## Assignment
The entries follow. Print each one exactly.

** Data follows **

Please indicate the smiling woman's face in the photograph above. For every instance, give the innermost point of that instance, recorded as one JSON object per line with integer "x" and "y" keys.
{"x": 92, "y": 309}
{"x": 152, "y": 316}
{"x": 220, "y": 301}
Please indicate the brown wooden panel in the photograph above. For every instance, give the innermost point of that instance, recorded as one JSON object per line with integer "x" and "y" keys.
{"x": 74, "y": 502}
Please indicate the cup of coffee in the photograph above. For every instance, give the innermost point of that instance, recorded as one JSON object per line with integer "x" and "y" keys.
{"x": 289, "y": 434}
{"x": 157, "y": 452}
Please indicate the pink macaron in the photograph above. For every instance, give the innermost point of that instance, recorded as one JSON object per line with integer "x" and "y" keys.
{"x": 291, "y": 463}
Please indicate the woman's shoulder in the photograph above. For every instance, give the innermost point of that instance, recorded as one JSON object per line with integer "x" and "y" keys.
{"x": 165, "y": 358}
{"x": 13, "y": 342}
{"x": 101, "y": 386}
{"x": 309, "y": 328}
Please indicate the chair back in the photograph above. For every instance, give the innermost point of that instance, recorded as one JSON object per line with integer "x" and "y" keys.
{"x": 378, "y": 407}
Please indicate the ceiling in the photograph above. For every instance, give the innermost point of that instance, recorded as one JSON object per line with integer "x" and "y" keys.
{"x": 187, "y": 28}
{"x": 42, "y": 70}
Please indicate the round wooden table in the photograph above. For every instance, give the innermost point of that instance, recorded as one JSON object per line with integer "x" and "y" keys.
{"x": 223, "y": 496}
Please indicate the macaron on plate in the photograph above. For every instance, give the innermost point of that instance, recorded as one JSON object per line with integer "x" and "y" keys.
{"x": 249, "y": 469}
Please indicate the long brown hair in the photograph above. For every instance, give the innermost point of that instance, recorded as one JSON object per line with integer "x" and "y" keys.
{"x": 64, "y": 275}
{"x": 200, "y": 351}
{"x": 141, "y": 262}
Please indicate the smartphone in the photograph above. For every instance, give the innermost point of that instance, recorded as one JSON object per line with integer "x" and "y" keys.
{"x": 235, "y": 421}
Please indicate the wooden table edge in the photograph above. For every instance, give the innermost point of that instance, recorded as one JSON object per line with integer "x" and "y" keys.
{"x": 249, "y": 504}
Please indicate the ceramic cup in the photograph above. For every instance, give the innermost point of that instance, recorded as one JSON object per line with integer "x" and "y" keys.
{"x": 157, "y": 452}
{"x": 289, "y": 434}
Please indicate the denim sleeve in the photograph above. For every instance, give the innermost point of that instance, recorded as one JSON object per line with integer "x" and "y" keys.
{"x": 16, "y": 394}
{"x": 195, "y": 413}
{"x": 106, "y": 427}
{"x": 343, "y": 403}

** End of Data **

## Finished task
Please indicate the smiling woman's face in the photograph above. For every instance, give the innermost point of that instance, recorded as one JSON object per line with integer "x" and "y" keys.
{"x": 92, "y": 309}
{"x": 152, "y": 316}
{"x": 220, "y": 301}
Please indicate the brown wooden panel in the photograph above. For every instance, give the innermost point of that instance, recorded as one JSON object per line with integer "x" and "y" keys.
{"x": 74, "y": 502}
Please indicate the cup of coffee in the photograph above. For every instance, give the innermost point of that instance, recorded as one JSON object per line with integer "x" and "y" keys.
{"x": 289, "y": 434}
{"x": 157, "y": 452}
Please indicate the pink macaron in the photograph above. For every instance, give the innermost point of that instance, recorded as one JSON object per line with integer "x" and "y" keys.
{"x": 291, "y": 463}
Please indicate the woman's shoulder in the photograph above. For every instance, give the innermost point of that instance, recorded as one JSON object per line with integer "x" and "y" keys.
{"x": 165, "y": 358}
{"x": 13, "y": 342}
{"x": 101, "y": 386}
{"x": 309, "y": 328}
Please indicate the chair back in the photograph above. For every instance, give the innermost point of that instance, recorded as one JSON object per line with integer "x" and "y" keys.
{"x": 378, "y": 407}
Please indicate the ceiling in the photograph above. For every instance, give the innermost point of that instance, recorded as one JSON object per line with integer "x" and "y" keys.
{"x": 187, "y": 28}
{"x": 42, "y": 70}
Please indicate the round wooden table in the photograph above. For every instance, give the innermost point of that instance, recorded as one JSON object per line with integer "x" and "y" keys.
{"x": 223, "y": 496}
Please indicate the macaron on plate in the photograph above. For every instance, give the innermost point of that instance, recorded as one JSON object per line with integer "x" and "y" keys.
{"x": 249, "y": 469}
Please indicate the long brown hair in the photograph above. For every instance, give the innermost point of that instance, recorded as one JSON object per line with integer "x" and "y" keys.
{"x": 64, "y": 275}
{"x": 200, "y": 351}
{"x": 141, "y": 262}
Please indicate the smartphone in the photograph above. For every instance, give the innermost point of that instance, recorded as one JSON object per line with integer "x" and "y" keys.
{"x": 235, "y": 421}
Please indicate the wooden table edge in the photograph above. For every instance, give the innermost point of that instance, recorded as one JSON object per line with integer "x" and "y" keys.
{"x": 249, "y": 504}
Please indicate the ceramic cup in the photograph above. For every instance, give the innermost point of that instance, recorded as one JSON object per line with integer "x" and "y" keys.
{"x": 157, "y": 452}
{"x": 289, "y": 434}
Please indicate the denim sleeve in the photograph above. For every instance, give the innermost point of that instance, recorded as one JSON object per line with integer "x" and "y" keys.
{"x": 16, "y": 394}
{"x": 195, "y": 413}
{"x": 106, "y": 427}
{"x": 343, "y": 403}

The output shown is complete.